▶ **Excerpted passage**
————————
In order to satisfy the second part of the test, the information must have been supplied by the third party to the institution in confidence.  In this case the information in the records was not supplied by the third parties to the institution as required by the Act.  Rather, the institution obtained the information itself through inspections required by statute.  The Federal Court of Appeal in the recent decision of Canada Packers Inc. and Minister of Agriculture et al (July 8, 1988) addressed the issue of the meaning of "supplied" in the context of the federal Access to Information Act S.C. 1980_81_82, c.111.  The Canada Packers case involved federal meat inspection team audit reports and, speaking for the Court, Justice MacGuigan at pg. 7 states:

 

"Paragraph 20(1)(b) [of the Federal Act] relates not to all confidential information but only to that which has been 'supplied to a government institution by a third party'.  Apart from the employee and volume information which the respondent intends to withhold, none of the information contained in the reports has been supplied by the appellant.  The reports are, rather, judgments made by government inspectors on what they have themselves observed."

 

In addition, even if the third party appellants could successfully argue that the information had been provided by them, there is nothing in the Meat Inspection Act (Ontario) or elsewhere to indicate that the information gathered on an inspection must be kept confidential by the institution.

 

In Order P-952, former Inquiry Officer Anita Fineberg dealt with records which had been obtained by a search warrant.  She analogized this method of obtaining records to cases in which they are obtained through inspections.  She stated:

 

The fact that they were received by virtue of a search warrant, in my view, makes them more analogous to information obtained by an institution itself, through investigations or inspections, than to information provided to an institution pursuant to a mandatory reporting requirement.
————————
▶ **Supplied records**
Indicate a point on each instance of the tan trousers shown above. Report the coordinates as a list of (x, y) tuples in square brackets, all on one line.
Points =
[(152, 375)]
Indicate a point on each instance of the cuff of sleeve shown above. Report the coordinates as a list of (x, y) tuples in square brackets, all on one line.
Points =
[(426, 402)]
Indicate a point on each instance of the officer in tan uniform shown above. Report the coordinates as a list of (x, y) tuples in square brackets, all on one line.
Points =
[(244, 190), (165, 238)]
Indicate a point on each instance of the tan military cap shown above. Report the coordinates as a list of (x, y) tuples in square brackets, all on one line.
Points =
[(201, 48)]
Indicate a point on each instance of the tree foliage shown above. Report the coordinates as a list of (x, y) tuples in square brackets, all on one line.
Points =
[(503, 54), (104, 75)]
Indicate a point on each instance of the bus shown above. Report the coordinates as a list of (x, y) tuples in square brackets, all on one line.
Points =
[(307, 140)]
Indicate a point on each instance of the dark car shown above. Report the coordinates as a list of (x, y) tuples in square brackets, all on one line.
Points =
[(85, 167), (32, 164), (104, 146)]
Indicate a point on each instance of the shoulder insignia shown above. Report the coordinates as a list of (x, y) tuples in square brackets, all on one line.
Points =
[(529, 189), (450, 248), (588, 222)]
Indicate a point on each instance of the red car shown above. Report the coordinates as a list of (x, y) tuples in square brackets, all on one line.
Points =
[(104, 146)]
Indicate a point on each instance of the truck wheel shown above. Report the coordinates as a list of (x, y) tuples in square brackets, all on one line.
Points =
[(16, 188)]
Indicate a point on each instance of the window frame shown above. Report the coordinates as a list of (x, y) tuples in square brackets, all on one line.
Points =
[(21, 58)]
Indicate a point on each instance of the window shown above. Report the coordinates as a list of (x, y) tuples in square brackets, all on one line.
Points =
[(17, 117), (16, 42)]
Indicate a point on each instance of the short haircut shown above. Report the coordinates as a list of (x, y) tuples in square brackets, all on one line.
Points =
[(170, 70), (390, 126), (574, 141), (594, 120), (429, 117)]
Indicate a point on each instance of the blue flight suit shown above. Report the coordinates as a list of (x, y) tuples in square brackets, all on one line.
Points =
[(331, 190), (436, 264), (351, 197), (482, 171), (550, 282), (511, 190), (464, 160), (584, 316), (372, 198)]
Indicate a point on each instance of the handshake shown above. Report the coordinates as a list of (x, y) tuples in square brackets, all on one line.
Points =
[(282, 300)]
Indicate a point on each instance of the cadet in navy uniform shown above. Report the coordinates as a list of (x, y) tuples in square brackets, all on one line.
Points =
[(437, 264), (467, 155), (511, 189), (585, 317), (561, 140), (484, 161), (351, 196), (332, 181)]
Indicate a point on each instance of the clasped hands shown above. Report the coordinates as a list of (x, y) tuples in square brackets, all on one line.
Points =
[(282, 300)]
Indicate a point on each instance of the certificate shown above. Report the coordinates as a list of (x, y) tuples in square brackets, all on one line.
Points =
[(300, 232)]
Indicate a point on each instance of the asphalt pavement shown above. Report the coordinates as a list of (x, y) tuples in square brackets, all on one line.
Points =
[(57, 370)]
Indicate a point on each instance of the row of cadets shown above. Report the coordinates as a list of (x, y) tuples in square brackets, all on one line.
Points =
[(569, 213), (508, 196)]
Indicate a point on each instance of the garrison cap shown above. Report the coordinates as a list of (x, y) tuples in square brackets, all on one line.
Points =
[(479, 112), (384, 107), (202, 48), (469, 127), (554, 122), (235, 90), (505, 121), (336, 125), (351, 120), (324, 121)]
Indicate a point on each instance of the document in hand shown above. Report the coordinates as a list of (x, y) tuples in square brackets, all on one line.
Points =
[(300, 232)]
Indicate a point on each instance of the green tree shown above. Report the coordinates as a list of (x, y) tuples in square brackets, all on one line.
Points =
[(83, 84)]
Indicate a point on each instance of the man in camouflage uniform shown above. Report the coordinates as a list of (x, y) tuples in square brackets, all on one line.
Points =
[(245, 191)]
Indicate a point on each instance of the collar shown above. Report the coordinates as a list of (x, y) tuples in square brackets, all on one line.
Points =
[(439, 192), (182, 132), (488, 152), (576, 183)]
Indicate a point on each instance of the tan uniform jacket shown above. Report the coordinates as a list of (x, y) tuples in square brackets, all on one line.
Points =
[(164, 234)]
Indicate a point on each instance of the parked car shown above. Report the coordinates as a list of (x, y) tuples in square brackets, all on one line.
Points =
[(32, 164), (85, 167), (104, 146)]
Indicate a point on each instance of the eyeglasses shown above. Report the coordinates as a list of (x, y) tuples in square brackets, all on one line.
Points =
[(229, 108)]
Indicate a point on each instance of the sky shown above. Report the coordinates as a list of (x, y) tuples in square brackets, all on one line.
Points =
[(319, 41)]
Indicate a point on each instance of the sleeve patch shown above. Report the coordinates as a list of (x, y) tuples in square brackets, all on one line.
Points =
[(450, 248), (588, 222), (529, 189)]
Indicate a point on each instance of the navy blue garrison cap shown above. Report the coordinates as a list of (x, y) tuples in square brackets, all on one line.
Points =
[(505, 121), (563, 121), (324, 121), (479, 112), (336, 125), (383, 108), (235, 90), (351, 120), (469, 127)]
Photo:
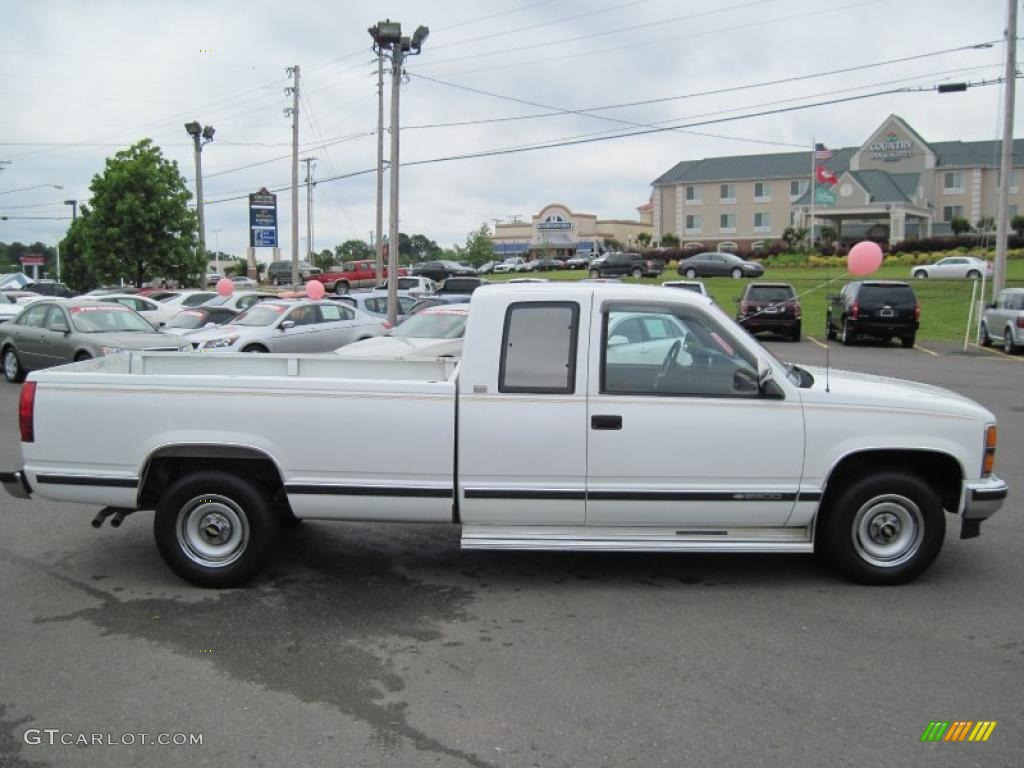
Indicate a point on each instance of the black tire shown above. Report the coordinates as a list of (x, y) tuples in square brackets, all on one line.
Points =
[(848, 335), (215, 529), (986, 340), (883, 529), (13, 371)]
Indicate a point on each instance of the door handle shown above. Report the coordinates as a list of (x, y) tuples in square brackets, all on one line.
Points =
[(605, 422)]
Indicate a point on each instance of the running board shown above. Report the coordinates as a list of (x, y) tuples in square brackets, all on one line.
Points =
[(610, 539)]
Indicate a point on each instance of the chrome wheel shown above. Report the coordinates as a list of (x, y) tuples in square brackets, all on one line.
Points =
[(888, 530), (212, 530)]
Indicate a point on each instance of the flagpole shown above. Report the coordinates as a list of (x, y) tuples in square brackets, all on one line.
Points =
[(813, 161)]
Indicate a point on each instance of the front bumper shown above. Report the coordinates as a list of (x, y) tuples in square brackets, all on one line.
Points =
[(15, 484)]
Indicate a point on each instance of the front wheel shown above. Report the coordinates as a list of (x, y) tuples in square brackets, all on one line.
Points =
[(215, 529), (12, 369), (884, 529)]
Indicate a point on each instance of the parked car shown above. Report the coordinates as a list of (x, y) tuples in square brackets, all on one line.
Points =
[(770, 306), (718, 264), (280, 272), (239, 301), (290, 326), (1003, 321), (375, 302), (970, 267), (188, 321), (52, 333), (462, 285), (435, 332), (580, 261), (441, 269), (882, 309), (157, 312), (687, 285), (623, 263)]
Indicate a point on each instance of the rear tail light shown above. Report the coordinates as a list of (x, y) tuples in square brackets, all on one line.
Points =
[(991, 437), (27, 412)]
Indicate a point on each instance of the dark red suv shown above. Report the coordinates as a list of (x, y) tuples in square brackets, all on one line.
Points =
[(770, 306)]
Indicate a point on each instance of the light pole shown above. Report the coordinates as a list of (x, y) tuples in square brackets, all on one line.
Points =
[(202, 135), (387, 35)]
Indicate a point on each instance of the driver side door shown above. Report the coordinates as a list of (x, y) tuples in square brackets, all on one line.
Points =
[(686, 439)]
————————
▶ **Requirements**
Answer these questions from the passage on information "supplied" in confidence:
1. Which court decided Canada Packers Inc. and Minister of Agriculture et al?
2. What kind of reports did the Canada Packers case involve?
3. In Order P-952, by what means had the records been obtained?

▶ **Final result**
1. The Federal Court of Appeal.
2. Federal meat inspection team audit reports.
3. By a search warrant.